# Source lines
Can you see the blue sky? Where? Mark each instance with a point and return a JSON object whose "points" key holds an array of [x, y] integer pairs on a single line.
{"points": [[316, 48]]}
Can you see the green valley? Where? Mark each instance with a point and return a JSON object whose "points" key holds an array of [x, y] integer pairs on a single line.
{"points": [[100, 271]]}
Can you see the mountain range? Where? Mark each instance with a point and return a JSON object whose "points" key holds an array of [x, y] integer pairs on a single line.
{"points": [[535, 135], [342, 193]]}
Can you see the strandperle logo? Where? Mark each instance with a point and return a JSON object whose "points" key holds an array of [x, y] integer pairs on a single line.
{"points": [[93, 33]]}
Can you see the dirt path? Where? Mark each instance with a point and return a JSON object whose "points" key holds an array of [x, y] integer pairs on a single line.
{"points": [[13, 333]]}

# WORK REQUIRED
Arrange everything from the line containing "Can you see the strandperle" down to the last line as a two-column CSV with the headers text and answer. Give one row for each line and the answer that follows it, put each field in quotes, and replace any line breaks with spaces.

# REPLY TO THE EXERCISE
text,answer
"Can you see the strandperle logo? Where? Mark each instance with a point and return a JSON object whose ""points"" key holds an array of [x, y] integer pairs on a single line.","{""points"": [[93, 33]]}"
"Can you see the dirt path? Where? Mark each instance with a point and return a JSON object whose ""points"" key holds an array of [x, y] integer pairs on a single line.","{""points"": [[13, 333]]}"